In the present paper, we compare the JPD scores with (Confirmatory) Factor Analysis and IRT scorings in two unique datasets. We first present the alternative JPD Index for the 7-item Brief Pain Interface Inventory (BPI-I) [cite] and then construct the JPD index for ordering mental health patients based on 6 administratively collected indicators. For both datasets, we then compare i) the JPD index, ii) factor analytic score when used as an index, and Person’s parameter from the Partial Credit model (PC) [11], the Generalized Partial Credit model (GPC) [12], and the Graded Response model (GRM) [13].

Background

Dimensionality reduction (DR) of p-variate data to a smaller set of q statistics overcomes computational challenges in data analysis [14,15,16] and [17]. Several supervised and unsupervised methods, both probabilistic, geometric, or mathematical have been developed. In DR literature, dimension refers to the number of summary statistics constructable from the multivariate data that: 1) are linearly independent and have no overt and hopefully hidden non-linear dependency, and 2) satisfy some optimality criteria in preserving a notion of information. In some DR methods, such as factor analysis, composite score, and index construction, it is also desirable that the derived summary or summaries, 3) can be interpreted as quantifying some unmeasurable constructs. Implication of this 2- or 3-step procedure has been the source of ongoing DR research. The lack of unique optimality criteria has been a source of subjective ad hoc decisions in DR procedures. Also, the impossibility of ensuring the nonexistence of nonlinear dependence has resulted in more restricted research formulation, e.g., mostly restricting to linear DR. The current study is about constructing an index, a single composite score, possibly non-linear, that can replace the indicators.

A quick review of DR methods has been reported by [18]. Textbooks on dimensionality reduction (DR) provide a more detailed account of the theoretical basis of these methods [19,20,21].

• Your tasks
**1.** Decide whether each statement below agrees with the text on dimensionality reduction, answering yes or no and quoting the words of the text that settle it.
(a) The index for ordering mental health patients is built from 6 administratively collected indicators.
(b) The index constructed in the current study is restricted to being linear.
(c) Textbooks on dimensionality reduction give a more detailed account of the theoretical basis of these methods.
**2.** Using the text on dimensionality reduction, answer each question on its own line.
(a) How many items does the Brief Pain Interface Inventory have?
(b) According to the text, what has the lack of unique optimality criteria been a source of?
(c) What has the impossibility of ensuring the nonexistence of nonlinear dependence resulted in?

Data excerpts

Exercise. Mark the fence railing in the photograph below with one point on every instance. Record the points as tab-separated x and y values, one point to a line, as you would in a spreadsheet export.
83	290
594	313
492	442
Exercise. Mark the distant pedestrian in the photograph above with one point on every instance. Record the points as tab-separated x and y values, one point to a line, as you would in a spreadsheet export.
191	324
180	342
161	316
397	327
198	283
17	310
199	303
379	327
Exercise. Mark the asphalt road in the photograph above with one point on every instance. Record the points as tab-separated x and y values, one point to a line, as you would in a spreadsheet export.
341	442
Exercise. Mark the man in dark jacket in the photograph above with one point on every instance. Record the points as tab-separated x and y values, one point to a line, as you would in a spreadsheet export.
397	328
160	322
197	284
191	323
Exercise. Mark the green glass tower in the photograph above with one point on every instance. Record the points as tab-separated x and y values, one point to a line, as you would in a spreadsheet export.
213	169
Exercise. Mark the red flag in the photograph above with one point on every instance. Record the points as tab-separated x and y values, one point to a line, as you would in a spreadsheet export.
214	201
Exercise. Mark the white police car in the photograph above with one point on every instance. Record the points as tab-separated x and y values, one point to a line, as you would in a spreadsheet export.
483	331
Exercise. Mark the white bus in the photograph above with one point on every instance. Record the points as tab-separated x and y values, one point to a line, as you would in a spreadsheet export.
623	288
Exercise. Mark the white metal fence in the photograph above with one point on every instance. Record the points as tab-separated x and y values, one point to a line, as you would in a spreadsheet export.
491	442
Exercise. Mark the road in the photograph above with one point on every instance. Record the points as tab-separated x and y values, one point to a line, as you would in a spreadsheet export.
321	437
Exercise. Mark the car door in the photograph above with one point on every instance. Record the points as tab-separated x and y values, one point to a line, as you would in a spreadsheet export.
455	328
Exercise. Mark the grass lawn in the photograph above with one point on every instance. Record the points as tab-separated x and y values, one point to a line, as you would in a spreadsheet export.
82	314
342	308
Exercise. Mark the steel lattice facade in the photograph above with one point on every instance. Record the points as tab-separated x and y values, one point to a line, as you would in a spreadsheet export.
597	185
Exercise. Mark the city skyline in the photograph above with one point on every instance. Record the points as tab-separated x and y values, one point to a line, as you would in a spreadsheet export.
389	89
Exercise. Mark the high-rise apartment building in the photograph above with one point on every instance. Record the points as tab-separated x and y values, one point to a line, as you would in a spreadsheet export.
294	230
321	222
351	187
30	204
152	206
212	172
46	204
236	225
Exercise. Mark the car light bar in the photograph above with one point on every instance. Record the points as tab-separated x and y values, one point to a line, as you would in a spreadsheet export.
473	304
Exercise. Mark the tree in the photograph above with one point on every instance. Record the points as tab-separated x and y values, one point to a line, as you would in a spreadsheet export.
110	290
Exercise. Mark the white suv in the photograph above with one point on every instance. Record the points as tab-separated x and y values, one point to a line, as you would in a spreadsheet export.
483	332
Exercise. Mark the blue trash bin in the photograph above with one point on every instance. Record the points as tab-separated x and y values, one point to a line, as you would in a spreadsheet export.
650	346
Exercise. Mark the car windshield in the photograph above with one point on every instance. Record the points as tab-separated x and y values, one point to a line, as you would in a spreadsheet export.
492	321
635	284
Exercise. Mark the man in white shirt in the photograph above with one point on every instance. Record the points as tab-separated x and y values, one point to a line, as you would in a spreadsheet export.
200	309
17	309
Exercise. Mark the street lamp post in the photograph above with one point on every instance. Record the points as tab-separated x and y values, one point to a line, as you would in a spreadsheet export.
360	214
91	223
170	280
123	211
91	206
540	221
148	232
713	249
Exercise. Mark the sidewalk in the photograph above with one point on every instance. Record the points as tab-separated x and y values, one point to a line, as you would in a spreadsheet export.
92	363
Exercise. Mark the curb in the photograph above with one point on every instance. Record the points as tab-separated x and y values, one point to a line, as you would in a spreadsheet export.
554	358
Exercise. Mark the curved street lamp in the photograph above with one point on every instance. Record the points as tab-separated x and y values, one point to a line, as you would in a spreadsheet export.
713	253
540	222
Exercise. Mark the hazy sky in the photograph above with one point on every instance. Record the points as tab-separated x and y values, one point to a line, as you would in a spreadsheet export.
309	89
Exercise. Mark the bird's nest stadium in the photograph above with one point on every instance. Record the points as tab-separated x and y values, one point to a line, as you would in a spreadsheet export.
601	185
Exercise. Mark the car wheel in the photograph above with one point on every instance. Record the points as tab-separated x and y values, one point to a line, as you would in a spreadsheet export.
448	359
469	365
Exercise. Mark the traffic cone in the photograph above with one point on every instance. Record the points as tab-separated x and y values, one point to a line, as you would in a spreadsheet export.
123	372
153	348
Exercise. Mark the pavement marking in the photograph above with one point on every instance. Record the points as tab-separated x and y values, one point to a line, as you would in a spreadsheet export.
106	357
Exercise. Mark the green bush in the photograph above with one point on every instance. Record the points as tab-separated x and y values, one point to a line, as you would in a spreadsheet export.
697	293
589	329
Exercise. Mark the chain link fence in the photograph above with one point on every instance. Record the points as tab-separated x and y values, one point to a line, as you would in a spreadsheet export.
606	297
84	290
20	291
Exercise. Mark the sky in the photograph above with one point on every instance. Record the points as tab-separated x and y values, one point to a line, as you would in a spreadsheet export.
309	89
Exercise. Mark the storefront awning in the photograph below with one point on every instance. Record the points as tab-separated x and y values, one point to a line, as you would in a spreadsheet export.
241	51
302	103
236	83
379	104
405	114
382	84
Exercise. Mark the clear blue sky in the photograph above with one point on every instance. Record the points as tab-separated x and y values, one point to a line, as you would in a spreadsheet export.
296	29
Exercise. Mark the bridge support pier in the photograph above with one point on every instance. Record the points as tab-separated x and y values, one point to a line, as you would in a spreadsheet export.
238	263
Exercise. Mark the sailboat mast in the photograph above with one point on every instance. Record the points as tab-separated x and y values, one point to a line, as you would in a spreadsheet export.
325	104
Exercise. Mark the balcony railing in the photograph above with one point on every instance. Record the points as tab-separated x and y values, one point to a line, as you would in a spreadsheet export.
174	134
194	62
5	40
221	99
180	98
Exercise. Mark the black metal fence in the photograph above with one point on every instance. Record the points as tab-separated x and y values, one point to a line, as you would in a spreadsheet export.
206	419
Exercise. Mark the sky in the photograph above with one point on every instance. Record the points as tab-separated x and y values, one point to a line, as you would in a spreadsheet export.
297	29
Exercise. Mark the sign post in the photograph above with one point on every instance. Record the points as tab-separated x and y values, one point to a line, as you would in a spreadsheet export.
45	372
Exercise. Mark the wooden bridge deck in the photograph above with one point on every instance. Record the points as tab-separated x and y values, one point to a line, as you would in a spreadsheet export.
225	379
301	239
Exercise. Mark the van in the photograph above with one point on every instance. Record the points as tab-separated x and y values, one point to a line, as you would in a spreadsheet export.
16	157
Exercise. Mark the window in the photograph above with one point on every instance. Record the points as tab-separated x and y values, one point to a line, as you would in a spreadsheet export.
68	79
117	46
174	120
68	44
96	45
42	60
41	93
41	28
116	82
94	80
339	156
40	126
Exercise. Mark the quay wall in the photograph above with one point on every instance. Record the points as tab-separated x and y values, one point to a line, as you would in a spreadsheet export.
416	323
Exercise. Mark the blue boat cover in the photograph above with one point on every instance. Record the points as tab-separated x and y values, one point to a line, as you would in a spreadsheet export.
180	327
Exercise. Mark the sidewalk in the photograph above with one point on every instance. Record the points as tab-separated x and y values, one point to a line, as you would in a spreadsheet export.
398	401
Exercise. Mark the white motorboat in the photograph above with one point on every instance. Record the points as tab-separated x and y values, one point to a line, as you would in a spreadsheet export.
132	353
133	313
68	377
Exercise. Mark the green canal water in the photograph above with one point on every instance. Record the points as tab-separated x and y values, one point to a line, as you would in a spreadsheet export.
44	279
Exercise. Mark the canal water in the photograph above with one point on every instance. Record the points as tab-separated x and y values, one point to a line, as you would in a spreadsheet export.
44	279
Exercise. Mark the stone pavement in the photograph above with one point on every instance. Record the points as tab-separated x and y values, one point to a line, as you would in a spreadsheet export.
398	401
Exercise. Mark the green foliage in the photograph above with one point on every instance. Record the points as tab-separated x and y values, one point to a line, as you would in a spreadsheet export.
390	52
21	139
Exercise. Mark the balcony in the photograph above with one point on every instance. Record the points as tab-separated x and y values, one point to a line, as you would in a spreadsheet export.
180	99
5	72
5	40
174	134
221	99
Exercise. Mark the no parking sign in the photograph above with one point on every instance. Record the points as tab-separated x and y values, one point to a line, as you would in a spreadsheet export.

• Task-by-task results
**1.**
(a) Yes: "construct the JPD index for ordering mental health patients based on 6 administratively collected indicators"
(b) No: "a single composite score, possibly non-linear, that can replace the indicators"
(c) Yes: "Textbooks on dimensionality reduction (DR) provide a more detailed account of the theoretical basis of these methods"

**2.**
(a) 7 items
(b) Subjective ad hoc decisions in DR procedures
(c) A more restricted research formulation, mostly restricting to linear DR